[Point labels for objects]
- - -

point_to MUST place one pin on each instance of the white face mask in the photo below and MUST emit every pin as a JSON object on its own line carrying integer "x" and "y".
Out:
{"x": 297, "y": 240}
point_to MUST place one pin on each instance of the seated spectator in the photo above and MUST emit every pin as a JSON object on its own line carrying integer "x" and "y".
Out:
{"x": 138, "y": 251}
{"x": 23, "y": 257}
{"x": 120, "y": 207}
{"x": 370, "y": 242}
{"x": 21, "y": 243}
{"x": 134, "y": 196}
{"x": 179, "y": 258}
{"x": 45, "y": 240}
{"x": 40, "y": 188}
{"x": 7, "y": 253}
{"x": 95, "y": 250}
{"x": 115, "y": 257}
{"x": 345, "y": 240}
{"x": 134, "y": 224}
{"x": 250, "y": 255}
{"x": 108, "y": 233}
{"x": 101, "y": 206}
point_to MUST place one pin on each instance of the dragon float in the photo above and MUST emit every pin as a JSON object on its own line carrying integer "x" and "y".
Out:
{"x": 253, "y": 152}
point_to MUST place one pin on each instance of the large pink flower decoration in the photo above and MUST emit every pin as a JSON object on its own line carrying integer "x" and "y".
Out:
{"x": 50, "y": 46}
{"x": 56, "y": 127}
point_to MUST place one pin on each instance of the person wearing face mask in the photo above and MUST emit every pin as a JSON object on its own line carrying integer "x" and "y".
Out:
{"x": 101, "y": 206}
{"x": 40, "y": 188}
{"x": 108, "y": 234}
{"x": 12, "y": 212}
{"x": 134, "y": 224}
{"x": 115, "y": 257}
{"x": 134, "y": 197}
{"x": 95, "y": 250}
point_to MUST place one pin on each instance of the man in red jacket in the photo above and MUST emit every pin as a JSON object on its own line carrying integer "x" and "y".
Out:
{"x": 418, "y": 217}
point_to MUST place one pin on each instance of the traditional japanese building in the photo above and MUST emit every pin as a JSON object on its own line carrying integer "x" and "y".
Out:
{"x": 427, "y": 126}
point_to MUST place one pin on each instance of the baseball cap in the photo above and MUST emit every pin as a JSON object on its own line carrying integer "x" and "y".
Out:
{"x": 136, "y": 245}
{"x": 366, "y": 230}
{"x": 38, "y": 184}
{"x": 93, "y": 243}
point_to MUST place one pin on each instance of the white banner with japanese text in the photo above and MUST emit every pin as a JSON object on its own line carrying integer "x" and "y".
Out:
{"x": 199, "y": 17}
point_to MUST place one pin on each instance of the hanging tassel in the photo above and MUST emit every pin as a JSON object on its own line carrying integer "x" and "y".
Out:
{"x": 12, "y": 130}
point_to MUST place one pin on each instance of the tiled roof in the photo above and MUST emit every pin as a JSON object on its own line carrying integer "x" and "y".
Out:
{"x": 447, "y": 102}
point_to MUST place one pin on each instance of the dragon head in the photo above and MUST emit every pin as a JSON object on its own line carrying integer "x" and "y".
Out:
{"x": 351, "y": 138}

- - -

Convert every line of the entries above into a JSON list of strings, one string per line. Leave out blank lines.

* [Result]:
[
  "point_to MUST place one pin on each instance of the white face mask in the photo below and MUST emit every pin as a JSON object on its own line carrying integer \"x\" and \"y\".",
  "Out:",
  "{\"x\": 297, \"y\": 240}",
  "point_to MUST place one pin on each instance of the seated spectator in the photo above and MUST emit every pin as a JSON object on its own line carrying integer \"x\" and \"y\".",
  "Out:",
  "{\"x\": 138, \"y\": 251}",
  "{\"x\": 23, \"y\": 257}",
  "{\"x\": 120, \"y\": 207}",
  "{\"x\": 370, \"y\": 242}",
  "{\"x\": 21, \"y\": 243}",
  "{\"x\": 134, \"y\": 196}",
  "{\"x\": 179, \"y\": 258}",
  "{\"x\": 45, \"y\": 240}",
  "{\"x\": 40, \"y\": 188}",
  "{\"x\": 7, \"y\": 253}",
  "{\"x\": 95, \"y\": 250}",
  "{\"x\": 115, \"y\": 257}",
  "{\"x\": 345, \"y\": 240}",
  "{\"x\": 134, \"y\": 224}",
  "{\"x\": 250, \"y\": 255}",
  "{\"x\": 108, \"y\": 233}",
  "{\"x\": 101, \"y\": 206}",
  "point_to MUST place one pin on each instance of the dragon float in the photo above and MUST emit every pin as a JSON object on its own line carrying integer \"x\" and \"y\".",
  "Out:",
  "{\"x\": 253, \"y\": 152}",
  "point_to MUST place one pin on each instance of the large pink flower decoration in the photo above and MUST emit every pin as a JSON object on its own line carrying integer \"x\" and \"y\".",
  "Out:",
  "{\"x\": 50, \"y\": 46}",
  "{\"x\": 56, \"y\": 127}",
  "point_to MUST place one pin on each instance of the person wearing face mask in the photo above and MUST emit every pin as a JSON object on its own line carrying integer \"x\" and \"y\".",
  "Out:",
  "{\"x\": 101, \"y\": 206}",
  "{\"x\": 40, \"y\": 188}",
  "{\"x\": 108, \"y\": 234}",
  "{\"x\": 12, \"y\": 212}",
  "{\"x\": 134, \"y\": 224}",
  "{\"x\": 115, \"y\": 257}",
  "{\"x\": 134, \"y\": 197}",
  "{\"x\": 95, \"y\": 250}",
  "point_to MUST place one pin on each instance of the man in red jacket in the photo above and MUST emit every pin as a JSON object on its own line carrying integer \"x\" and \"y\".",
  "Out:",
  "{\"x\": 418, \"y\": 217}",
  "point_to MUST place one pin on each instance of the traditional japanese building in the photo above and MUST emit every pin as a JSON object on its own line carrying integer \"x\" and \"y\".",
  "Out:",
  "{\"x\": 427, \"y\": 126}",
  "point_to MUST place one pin on each instance of the baseball cap in the photo above and MUST emit every pin as a JSON object on its own line carrying integer \"x\" and \"y\".",
  "Out:",
  "{\"x\": 136, \"y\": 245}",
  "{\"x\": 366, \"y\": 230}",
  "{\"x\": 38, \"y\": 184}",
  "{\"x\": 93, \"y\": 243}",
  "point_to MUST place one pin on each instance of the white banner with japanese text in the photo above and MUST emit every pin as a JSON object on its own line carrying integer \"x\" and \"y\".",
  "Out:",
  "{\"x\": 199, \"y\": 17}",
  "point_to MUST place one pin on each instance of the hanging tassel in the photo above and MUST emit every pin as a JSON object on its own line carrying integer \"x\" and \"y\".",
  "Out:",
  "{\"x\": 12, \"y\": 130}",
  "point_to MUST place one pin on each instance of the tiled roof in the photo above and MUST emit every pin as a JSON object on its own line carrying integer \"x\" and \"y\".",
  "Out:",
  "{\"x\": 447, \"y\": 102}",
  "point_to MUST place one pin on each instance of the dragon head in the photo above and MUST emit every pin as a JSON object on its own line carrying integer \"x\" and \"y\".",
  "Out:",
  "{\"x\": 351, \"y\": 138}"
]